==== Provided data
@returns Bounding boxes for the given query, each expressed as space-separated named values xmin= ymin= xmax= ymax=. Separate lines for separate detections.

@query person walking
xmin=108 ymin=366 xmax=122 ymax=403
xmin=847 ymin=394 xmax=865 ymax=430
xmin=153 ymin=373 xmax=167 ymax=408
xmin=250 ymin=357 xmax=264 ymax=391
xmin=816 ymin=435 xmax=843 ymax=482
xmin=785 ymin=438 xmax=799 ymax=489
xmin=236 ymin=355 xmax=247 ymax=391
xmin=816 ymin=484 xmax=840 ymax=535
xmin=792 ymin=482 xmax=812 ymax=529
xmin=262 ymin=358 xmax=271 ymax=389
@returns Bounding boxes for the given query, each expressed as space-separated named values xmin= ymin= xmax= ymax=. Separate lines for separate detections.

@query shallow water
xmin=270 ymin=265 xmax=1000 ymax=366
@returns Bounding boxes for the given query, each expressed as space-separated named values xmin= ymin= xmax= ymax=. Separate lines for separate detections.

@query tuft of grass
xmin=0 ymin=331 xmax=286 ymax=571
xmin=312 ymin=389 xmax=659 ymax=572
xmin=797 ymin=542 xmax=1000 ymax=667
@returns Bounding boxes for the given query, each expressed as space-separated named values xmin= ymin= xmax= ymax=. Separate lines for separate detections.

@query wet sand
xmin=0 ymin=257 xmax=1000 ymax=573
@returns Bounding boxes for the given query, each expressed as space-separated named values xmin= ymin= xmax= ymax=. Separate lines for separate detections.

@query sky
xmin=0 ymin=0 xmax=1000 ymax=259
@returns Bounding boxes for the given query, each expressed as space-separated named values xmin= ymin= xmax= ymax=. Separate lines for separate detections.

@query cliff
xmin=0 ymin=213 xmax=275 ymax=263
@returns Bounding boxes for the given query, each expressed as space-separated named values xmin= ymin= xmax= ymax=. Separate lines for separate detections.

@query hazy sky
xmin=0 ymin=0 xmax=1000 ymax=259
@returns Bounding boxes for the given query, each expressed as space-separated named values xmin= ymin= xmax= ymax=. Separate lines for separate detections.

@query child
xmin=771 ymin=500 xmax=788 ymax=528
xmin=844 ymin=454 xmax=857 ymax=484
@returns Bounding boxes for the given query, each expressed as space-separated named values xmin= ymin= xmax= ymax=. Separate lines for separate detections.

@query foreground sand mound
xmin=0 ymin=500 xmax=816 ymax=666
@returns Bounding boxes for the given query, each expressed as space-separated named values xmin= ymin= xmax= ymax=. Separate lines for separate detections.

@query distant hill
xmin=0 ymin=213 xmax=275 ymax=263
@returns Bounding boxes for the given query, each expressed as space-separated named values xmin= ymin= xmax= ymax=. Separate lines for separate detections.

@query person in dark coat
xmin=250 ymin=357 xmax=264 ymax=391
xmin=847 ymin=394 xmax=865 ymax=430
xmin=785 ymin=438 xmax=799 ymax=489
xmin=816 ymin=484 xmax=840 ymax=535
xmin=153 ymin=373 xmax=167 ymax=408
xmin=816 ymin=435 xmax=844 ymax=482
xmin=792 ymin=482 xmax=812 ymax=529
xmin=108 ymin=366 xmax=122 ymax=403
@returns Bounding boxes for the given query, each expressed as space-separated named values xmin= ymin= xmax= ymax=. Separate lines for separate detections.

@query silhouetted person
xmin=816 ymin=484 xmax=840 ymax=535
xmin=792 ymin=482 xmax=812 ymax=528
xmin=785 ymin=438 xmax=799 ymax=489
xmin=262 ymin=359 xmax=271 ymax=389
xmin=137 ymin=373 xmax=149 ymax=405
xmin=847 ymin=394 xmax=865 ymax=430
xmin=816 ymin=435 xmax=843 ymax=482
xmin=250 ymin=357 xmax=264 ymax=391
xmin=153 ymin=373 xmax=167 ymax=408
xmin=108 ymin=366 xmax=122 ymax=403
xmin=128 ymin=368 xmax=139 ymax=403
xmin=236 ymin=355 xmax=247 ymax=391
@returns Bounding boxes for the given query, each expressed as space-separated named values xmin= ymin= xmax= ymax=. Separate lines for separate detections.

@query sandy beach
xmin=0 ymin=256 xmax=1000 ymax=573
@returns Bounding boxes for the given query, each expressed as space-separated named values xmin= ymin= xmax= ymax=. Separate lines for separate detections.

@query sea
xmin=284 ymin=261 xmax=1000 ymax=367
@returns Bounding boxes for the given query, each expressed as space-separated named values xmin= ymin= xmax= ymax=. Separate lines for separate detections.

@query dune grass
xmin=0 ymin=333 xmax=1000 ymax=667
========
## What you are asked to do
Could you write these lines out as a numbered list, leaving out the blank lines?

## Response for this exercise
1. @returns Bounding boxes for the given query, each expressed as space-separated named values xmin= ymin= xmax= ymax=. Separate lines for separate detections.
2. @query person walking
3. xmin=108 ymin=366 xmax=122 ymax=403
4. xmin=847 ymin=394 xmax=865 ymax=430
5. xmin=153 ymin=373 xmax=167 ymax=408
6. xmin=250 ymin=357 xmax=264 ymax=391
7. xmin=816 ymin=435 xmax=843 ymax=482
8. xmin=785 ymin=438 xmax=799 ymax=489
9. xmin=236 ymin=355 xmax=247 ymax=391
10. xmin=816 ymin=484 xmax=840 ymax=535
11. xmin=792 ymin=482 xmax=812 ymax=529
12. xmin=262 ymin=358 xmax=271 ymax=389
13. @returns Bounding boxes for the given query, each expressed as space-separated named values xmin= ymin= xmax= ymax=. Separate lines for separate detections.
14. @query shallow water
15. xmin=270 ymin=265 xmax=1000 ymax=366
16. @returns Bounding boxes for the given query, each expressed as space-separated named values xmin= ymin= xmax= ymax=. Separate lines for separate detections.
17. @query tuft of grass
18. xmin=0 ymin=331 xmax=286 ymax=571
19. xmin=312 ymin=389 xmax=659 ymax=572
20. xmin=797 ymin=542 xmax=1000 ymax=667
21. @returns Bounding boxes for the given query, each expressed as space-separated named values xmin= ymin= xmax= ymax=. Separate lines for separate detections.
22. @query wet sand
23. xmin=0 ymin=257 xmax=1000 ymax=573
24. @returns Bounding boxes for the given query, each expressed as space-separated named values xmin= ymin= xmax= ymax=. Separate lines for separate detections.
25. @query sky
26. xmin=0 ymin=0 xmax=1000 ymax=259
27. @returns Bounding boxes for the given query, each expressed as space-separated named values xmin= ymin= xmax= ymax=. Separate lines for separate detections.
28. @query cliff
29. xmin=0 ymin=213 xmax=275 ymax=263
30. @returns Bounding boxes for the given query, each expressed as space-separated named values xmin= ymin= xmax= ymax=. Separate lines for separate detections.
31. @query hazy sky
32. xmin=0 ymin=0 xmax=1000 ymax=259
33. @returns Bounding boxes for the given query, each expressed as space-separated named values xmin= ymin= xmax= ymax=. Separate lines for separate detections.
34. @query child
35. xmin=771 ymin=500 xmax=788 ymax=528
36. xmin=844 ymin=454 xmax=857 ymax=484
37. @returns Bounding boxes for the given query, each expressed as space-separated named values xmin= ymin= xmax= ymax=. Separate lines for separate detections.
38. @query foreground sand mound
39. xmin=0 ymin=500 xmax=816 ymax=666
40. @returns Bounding boxes for the given query, each expressed as space-separated named values xmin= ymin= xmax= ymax=. Separate lines for separate detections.
41. @query distant hill
42. xmin=0 ymin=213 xmax=275 ymax=263
43. @returns Bounding boxes for the given query, each expressed as space-separated named values xmin= ymin= xmax= ymax=. Separate lines for separate detections.
44. @query person in dark coat
45. xmin=250 ymin=357 xmax=264 ymax=391
46. xmin=847 ymin=394 xmax=865 ymax=430
47. xmin=785 ymin=438 xmax=799 ymax=489
48. xmin=816 ymin=484 xmax=840 ymax=535
49. xmin=153 ymin=373 xmax=167 ymax=408
50. xmin=816 ymin=435 xmax=844 ymax=482
51. xmin=792 ymin=482 xmax=812 ymax=529
52. xmin=108 ymin=366 xmax=122 ymax=403
53. @returns Bounding boxes for the given query, each expressed as space-separated named values xmin= ymin= xmax= ymax=. Separate lines for separate detections.
54. @query silhouetted person
55. xmin=816 ymin=484 xmax=840 ymax=535
56. xmin=792 ymin=482 xmax=812 ymax=528
57. xmin=785 ymin=438 xmax=799 ymax=489
58. xmin=262 ymin=359 xmax=271 ymax=389
59. xmin=137 ymin=373 xmax=149 ymax=405
60. xmin=847 ymin=394 xmax=865 ymax=430
61. xmin=816 ymin=435 xmax=843 ymax=482
62. xmin=250 ymin=357 xmax=264 ymax=391
63. xmin=153 ymin=373 xmax=167 ymax=408
64. xmin=108 ymin=366 xmax=122 ymax=403
65. xmin=128 ymin=368 xmax=139 ymax=403
66. xmin=236 ymin=355 xmax=247 ymax=391
67. @returns Bounding boxes for the given query, each expressed as space-separated named values xmin= ymin= xmax= ymax=. Separate lines for separate detections.
68. @query sandy beach
69. xmin=0 ymin=256 xmax=1000 ymax=573
70. @returns Bounding boxes for the given query, each expressed as space-separated named values xmin= ymin= xmax= ymax=. Separate lines for separate detections.
71. @query sea
72. xmin=284 ymin=261 xmax=1000 ymax=367
73. @returns Bounding boxes for the given query, each expressed as space-separated named values xmin= ymin= xmax= ymax=. Separate lines for separate detections.
74. @query dune grass
75. xmin=0 ymin=333 xmax=1000 ymax=667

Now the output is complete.